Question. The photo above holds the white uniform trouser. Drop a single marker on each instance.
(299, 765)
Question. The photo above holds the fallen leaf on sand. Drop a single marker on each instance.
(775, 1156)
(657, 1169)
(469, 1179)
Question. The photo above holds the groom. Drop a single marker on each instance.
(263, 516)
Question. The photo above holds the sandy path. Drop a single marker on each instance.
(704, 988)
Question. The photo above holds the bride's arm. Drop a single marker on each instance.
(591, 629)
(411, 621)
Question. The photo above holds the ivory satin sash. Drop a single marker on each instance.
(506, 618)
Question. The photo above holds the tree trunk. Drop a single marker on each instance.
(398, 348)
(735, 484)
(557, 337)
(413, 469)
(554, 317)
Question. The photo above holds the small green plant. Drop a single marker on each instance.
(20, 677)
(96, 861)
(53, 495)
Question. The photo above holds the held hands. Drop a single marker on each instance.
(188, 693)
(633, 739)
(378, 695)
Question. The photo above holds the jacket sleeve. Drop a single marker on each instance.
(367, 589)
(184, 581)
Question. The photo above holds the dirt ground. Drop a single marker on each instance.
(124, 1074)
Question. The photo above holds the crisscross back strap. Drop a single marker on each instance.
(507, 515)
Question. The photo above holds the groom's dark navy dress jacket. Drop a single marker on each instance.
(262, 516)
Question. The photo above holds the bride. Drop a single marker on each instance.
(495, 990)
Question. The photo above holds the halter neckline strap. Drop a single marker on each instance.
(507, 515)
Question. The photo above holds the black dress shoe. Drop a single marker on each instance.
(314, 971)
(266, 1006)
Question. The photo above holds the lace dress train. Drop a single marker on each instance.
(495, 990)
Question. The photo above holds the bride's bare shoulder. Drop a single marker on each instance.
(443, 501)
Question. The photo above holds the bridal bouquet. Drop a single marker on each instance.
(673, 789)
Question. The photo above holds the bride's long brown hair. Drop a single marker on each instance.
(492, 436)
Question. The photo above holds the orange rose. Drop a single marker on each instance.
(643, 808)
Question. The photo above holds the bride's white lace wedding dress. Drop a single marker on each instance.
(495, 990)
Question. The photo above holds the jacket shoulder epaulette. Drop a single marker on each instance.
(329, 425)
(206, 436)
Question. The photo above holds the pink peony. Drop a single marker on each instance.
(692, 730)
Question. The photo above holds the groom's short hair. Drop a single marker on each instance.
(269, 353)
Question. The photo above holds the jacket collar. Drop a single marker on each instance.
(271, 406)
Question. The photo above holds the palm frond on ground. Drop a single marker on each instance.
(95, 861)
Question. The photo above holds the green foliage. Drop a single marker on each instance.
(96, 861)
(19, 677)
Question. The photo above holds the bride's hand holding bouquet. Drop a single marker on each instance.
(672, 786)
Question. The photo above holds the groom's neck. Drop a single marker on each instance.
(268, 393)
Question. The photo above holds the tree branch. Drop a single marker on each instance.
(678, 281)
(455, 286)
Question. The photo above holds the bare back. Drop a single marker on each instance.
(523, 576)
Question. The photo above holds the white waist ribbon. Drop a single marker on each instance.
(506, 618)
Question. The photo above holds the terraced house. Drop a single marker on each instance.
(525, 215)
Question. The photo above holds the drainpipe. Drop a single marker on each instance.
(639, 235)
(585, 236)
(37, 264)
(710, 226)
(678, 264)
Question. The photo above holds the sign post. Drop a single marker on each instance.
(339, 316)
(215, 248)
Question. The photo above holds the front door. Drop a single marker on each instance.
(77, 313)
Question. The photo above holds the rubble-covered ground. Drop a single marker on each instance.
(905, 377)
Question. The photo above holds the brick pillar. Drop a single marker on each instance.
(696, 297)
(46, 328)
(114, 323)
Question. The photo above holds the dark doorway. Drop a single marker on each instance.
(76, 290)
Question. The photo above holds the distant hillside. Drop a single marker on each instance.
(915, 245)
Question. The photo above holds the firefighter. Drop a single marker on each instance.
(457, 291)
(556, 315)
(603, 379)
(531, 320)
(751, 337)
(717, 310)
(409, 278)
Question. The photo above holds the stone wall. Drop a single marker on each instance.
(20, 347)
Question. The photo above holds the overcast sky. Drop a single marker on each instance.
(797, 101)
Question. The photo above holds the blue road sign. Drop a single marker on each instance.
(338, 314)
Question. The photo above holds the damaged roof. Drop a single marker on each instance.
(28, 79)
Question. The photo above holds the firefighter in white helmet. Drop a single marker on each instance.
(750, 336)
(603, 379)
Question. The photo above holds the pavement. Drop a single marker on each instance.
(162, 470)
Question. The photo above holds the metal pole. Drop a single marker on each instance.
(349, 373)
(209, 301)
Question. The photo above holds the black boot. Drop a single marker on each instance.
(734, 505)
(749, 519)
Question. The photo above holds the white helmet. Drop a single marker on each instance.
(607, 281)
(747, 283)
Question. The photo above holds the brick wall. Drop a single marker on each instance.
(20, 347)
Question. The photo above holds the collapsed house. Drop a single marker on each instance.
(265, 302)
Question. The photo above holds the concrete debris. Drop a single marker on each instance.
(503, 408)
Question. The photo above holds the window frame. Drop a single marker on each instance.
# # #
Short task
Replace "Drop a single marker" with "Place one point" throughout the records above, and reproduce every record with no other changes.

Solution to this task
Question. The photo above holds the white uniform trouser. Place one point on each instance.
(299, 765)
Question. The photo above holds the fallen leaf on sand. Place one point on each instance.
(775, 1156)
(657, 1169)
(469, 1179)
Question. The photo above holds the groom. Place one point on each instance.
(263, 516)
Question. The photo above holds the sandy path. Place one point on each instance.
(704, 988)
Question. The photo above holds the bride's arm. Place one point on each instance.
(591, 629)
(411, 621)
Question. The photo above holds the ivory satin sash. Place one point on each instance.
(506, 618)
Question. The photo above holds the tree trunk. Place one point on each instance.
(398, 348)
(735, 484)
(557, 337)
(413, 469)
(554, 317)
Question. The photo above holds the small green plant. Place one point on each instance.
(20, 677)
(96, 861)
(53, 495)
Question. The photo above holds the held hands. Place one point on each instance.
(188, 693)
(633, 739)
(378, 695)
Question. The photo above holds the jacket sleeve. Place one point on each instance.
(367, 589)
(184, 581)
Question. The photo above holds the dirt ground. Place one point on each instance.
(124, 1074)
Question. The photo above holds the crisscross back strap. Place one point on each instance.
(507, 515)
Question. The photo above holds the groom's dark navy dress jacket. Place one point on each instance.
(262, 516)
Question. The photo above holds the bride. Place one point on each instance.
(495, 990)
Question. The photo above holds the halter neckline strap. Place one point on each instance.
(507, 515)
Question. The photo above holds the black dress shoe. Place one point on each instance.
(314, 971)
(266, 1006)
Question. The photo above holds the lace dress train. Place one point on each instance.
(495, 990)
Question. The photo above holds the bride's bare shoulder. Place one point on each instance.
(443, 501)
Question. The photo above holds the bridal bouquet. Place one point on each instance.
(673, 789)
Question. The photo above holds the bride's long brown hair. Place one point on each instance.
(492, 436)
Question. The photo above holds the orange rose. Place one point on each instance.
(643, 808)
Question. The photo above holds the bride's white lace wedding dress. Place one point on each instance.
(495, 990)
Question. The photo above holds the jacket shoulder epaulette. Place one point on each instance.
(329, 425)
(206, 436)
Question. The photo above holds the pink peony. Place one point on each instance.
(692, 730)
Question. The photo above holds the groom's short hair. Place one point on each instance.
(269, 353)
Question. The photo above holds the jacket collar. Place one point on each instance.
(271, 406)
Question. The photo above holds the palm frond on ground. Place one point on each instance.
(95, 861)
Question. The photo above holds the green foliage. Place one point on each instance.
(96, 861)
(19, 677)
Question. The photo above holds the bride's hand holding bouquet. Place one point on each instance.
(672, 786)
Question. The photo above holds the groom's neck. Place one point on each instance.
(268, 393)
Question. The photo above holds the tree branch. Place one point on each instance.
(678, 281)
(455, 286)
Question. The photo above holds the bare back. Place one point on each instance.
(523, 576)
Question. The photo above holds the white waist ribbon. Place one point on each instance.
(506, 618)
Question. The photo above holds the terraced house. Place one point on each instance.
(525, 215)
Question. The photo above holds the drainpipe. Place one point on each instance.
(639, 235)
(585, 236)
(37, 264)
(710, 226)
(678, 264)
Question. The photo above holds the sign post. Place one point on each instance.
(339, 316)
(215, 248)
Question. The photo above holds the front door. Place one point on each instance.
(77, 313)
Question. The photo above holds the rubble-covered ground. Place one point on each instance.
(905, 377)
Question. The photo above holds the brick pillar. Place one point on each instance.
(696, 297)
(46, 328)
(114, 323)
Question. The photo above holds the dark doorway. Place one point on each instance.
(76, 290)
Question. The photo above holds the distant hillside. Place one point on each instance.
(915, 245)
Question. The photo above holds the firefighter. Place one point on each instance.
(457, 291)
(556, 315)
(603, 379)
(531, 320)
(751, 337)
(717, 310)
(409, 278)
Question. The photo above holds the stone wall. Place one point on each instance.
(20, 347)
Question. The photo above holds the overcast sky. Place one point on each instance.
(797, 101)
Question. The photo above holds the blue road sign. Place one point on each instance.
(338, 314)
Question. The photo above holds the damaged roof. Place one point on each instance.
(28, 79)
Question. The photo above holds the firefighter in white helmet. Place one point on each instance.
(750, 336)
(603, 379)
Question. The photo above holds the pavement. Place one point on each instance.
(162, 470)
Question. The photo above holds the metal pole. Place one point on each instance.
(349, 373)
(209, 301)
Question. The photo above holds the black boot. Place one point on each instance.
(734, 505)
(749, 519)
Question. The photo above holds the white helmet. Place one point on each instance.
(607, 281)
(747, 283)
Question. The photo above holds the brick wall. Place one point on each instance.
(20, 347)
Question. The photo above holds the collapsed house. Place one point on each instance.
(265, 302)
Question. The photo above holds the concrete debris. Place one point on each instance.
(503, 408)
Question. The photo above holds the window frame. Place one point on each instance.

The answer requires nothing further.